**Written task A**
Translate this sentence from the Recommended Friends test description below into Spanish: "A data scientist has built a model to suggest 5 people to each user."
**Written task B**
According to the Recommended Friends test description below, why is the model first tried on only a random subset of users? Answer in one to three sentences.
**Written task C**
Answer these questions from the Recommended Friends test description below:
(i) How many people does the model suggest to each user?
(ii) Where are these potential friends shown?
(iii) What must be checked for each user to judge the test?
— Begin Source extract —
The company of this exercise is a social network. They decided to add a feature called: Recommended Friends, i.e. they suggest people you may know.

A data scientist has built a model to suggest 5 people to each user. These potential friends will be shown on the user newsfeed. At ﬁrst, the model is tested just on a random subset of users to see how it performs compared to the newsfeed without the new feature.

The test has been running for some time and your boss asks you to check the results. You are asked to check, for each user, the number of pages visited during their ﬁrst session since the test started. If this number increased, the test is a success.

# Index
* [Answer question 1](#Answer-question-1)
* [Answer question 2 and 3](#Answer-question-2-and-3)
— End Source extract —
— Begin Dataset extract —
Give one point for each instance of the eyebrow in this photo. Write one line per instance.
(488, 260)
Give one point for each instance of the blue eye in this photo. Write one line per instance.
— End Dataset extract —
**Exercise solution A**
Un científico de datos ha construido un modelo para sugerir 5 personas a cada usuario.

**Exercise solution B**
The model is tried on a random subset of users to see how it performs compared with the newsfeed without the new feature.

**Exercise solution C**
(i) Five people.
(ii) On the user newsfeed.
(iii) The number of pages the user visited during their first session since the test started.